* PROBLEM REQUIREMENTS
Return verbatim the lines of the listing below, from the line with "Target: bush" up to and including the line with "[(56, 201)]".

* SUPPLIED ENTRIES
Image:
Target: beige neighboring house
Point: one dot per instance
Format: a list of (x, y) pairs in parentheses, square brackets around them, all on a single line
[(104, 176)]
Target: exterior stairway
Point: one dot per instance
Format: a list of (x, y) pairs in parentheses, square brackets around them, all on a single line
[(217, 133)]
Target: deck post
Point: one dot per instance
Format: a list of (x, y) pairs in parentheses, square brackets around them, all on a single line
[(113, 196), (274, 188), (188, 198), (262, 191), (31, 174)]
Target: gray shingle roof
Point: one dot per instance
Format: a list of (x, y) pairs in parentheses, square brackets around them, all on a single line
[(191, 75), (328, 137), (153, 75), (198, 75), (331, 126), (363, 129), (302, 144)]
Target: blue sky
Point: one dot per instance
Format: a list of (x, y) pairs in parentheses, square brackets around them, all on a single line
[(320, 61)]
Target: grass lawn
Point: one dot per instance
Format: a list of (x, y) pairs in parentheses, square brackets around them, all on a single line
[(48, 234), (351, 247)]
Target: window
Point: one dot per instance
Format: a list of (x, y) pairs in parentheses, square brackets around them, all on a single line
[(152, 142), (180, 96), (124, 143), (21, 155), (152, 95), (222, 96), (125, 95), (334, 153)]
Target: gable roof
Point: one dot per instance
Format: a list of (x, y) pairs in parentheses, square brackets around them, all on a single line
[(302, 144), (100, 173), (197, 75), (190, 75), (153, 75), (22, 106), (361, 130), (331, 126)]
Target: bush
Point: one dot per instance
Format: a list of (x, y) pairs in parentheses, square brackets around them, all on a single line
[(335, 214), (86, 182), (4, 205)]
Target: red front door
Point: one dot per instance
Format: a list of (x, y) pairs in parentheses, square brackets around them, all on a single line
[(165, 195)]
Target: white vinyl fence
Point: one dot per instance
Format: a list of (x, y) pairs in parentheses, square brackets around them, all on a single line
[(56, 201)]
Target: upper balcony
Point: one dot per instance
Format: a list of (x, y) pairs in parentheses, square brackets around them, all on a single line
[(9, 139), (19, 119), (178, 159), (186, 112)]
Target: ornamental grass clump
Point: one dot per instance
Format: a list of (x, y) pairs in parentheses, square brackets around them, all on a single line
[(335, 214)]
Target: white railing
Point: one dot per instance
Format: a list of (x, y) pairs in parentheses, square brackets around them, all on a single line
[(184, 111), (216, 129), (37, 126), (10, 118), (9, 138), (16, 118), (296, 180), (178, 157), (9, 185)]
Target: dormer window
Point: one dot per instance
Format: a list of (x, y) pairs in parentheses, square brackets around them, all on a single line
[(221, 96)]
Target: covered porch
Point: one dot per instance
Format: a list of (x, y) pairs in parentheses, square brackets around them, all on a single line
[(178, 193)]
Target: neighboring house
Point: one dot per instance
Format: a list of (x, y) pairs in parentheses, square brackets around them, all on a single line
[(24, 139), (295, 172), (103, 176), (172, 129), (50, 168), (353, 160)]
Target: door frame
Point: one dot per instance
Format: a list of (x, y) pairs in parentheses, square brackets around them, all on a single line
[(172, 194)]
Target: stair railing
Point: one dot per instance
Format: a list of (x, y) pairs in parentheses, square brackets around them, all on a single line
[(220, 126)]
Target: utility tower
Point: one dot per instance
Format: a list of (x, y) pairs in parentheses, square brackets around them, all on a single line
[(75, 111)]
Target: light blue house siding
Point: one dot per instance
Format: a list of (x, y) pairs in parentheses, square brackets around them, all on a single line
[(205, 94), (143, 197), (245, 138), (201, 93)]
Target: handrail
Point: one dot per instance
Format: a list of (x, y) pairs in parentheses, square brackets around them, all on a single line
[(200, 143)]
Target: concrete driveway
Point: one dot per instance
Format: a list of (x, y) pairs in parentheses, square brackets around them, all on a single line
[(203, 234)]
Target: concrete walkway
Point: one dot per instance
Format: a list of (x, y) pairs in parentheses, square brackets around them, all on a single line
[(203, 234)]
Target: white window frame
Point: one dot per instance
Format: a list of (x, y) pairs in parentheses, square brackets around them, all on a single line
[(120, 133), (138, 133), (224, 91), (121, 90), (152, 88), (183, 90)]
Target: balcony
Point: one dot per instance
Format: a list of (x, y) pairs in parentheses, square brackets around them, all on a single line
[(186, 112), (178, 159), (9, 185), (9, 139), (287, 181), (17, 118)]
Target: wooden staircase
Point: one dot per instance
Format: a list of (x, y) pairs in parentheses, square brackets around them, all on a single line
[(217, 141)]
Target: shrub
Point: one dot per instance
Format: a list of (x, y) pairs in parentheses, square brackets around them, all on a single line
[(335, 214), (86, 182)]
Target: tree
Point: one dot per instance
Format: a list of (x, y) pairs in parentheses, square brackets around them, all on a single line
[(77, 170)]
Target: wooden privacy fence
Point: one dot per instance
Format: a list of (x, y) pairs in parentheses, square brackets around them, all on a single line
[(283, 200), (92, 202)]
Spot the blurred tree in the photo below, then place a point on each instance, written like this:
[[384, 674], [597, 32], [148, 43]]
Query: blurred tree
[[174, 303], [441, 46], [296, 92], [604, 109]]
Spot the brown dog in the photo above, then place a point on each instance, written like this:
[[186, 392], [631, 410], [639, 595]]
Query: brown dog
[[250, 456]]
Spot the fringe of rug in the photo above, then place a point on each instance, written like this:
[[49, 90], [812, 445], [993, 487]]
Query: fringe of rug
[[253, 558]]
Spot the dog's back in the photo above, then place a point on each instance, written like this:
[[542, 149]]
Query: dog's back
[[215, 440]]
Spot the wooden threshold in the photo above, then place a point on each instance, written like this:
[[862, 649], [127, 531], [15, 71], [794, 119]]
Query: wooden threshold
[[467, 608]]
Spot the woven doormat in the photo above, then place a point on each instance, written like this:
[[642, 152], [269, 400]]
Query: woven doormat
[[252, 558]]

* FINAL ANSWER
Target: bush
Point: one dot per instance
Format: a list of (x, y) pairs in parentheses, square brackets around them, all on a single line
[(335, 214), (86, 182), (4, 205)]
Target: red front door
Point: one dot per instance
Format: a list of (x, y) pairs in parentheses, square brackets around them, all on a single line
[(165, 195)]
Target: white vinyl fence
Point: one dot per instance
Format: a list of (x, y) pairs in parentheses, square brackets around them, all on a single line
[(56, 201)]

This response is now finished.